* TASK REQUIREMENTS *
Across all the records, filter for lines with the word "seat" and copy them.

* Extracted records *
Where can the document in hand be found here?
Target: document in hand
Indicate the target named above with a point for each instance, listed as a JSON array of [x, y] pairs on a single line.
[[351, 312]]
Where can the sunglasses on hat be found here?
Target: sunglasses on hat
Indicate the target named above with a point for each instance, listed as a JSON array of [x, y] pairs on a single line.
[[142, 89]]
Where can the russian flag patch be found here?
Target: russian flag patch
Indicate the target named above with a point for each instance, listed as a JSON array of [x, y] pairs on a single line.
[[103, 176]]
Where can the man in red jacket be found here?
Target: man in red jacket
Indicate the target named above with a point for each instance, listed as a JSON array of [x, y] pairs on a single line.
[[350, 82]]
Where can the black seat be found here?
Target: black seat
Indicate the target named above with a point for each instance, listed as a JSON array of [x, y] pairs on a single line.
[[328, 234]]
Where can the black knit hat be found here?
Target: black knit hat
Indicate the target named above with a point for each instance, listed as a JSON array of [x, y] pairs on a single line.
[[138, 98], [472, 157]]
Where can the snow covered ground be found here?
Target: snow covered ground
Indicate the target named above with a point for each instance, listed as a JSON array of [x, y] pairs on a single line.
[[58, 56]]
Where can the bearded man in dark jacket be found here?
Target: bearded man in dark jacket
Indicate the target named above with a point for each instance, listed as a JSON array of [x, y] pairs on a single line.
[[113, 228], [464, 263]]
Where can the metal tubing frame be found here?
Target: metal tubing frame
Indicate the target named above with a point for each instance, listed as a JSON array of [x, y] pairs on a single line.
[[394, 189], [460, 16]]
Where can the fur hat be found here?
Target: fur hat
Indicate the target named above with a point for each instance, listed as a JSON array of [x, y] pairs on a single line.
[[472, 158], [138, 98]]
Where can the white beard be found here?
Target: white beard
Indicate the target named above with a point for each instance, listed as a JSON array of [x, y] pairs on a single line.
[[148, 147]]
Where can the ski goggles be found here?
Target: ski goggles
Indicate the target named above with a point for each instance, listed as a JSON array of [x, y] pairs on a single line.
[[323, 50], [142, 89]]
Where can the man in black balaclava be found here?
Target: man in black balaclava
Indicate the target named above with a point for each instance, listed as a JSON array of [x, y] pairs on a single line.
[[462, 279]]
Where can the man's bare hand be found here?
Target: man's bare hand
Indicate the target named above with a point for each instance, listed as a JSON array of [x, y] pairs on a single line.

* RESPONSE TO THIS EXERCISE *
Where can the black seat be found here?
Target: black seat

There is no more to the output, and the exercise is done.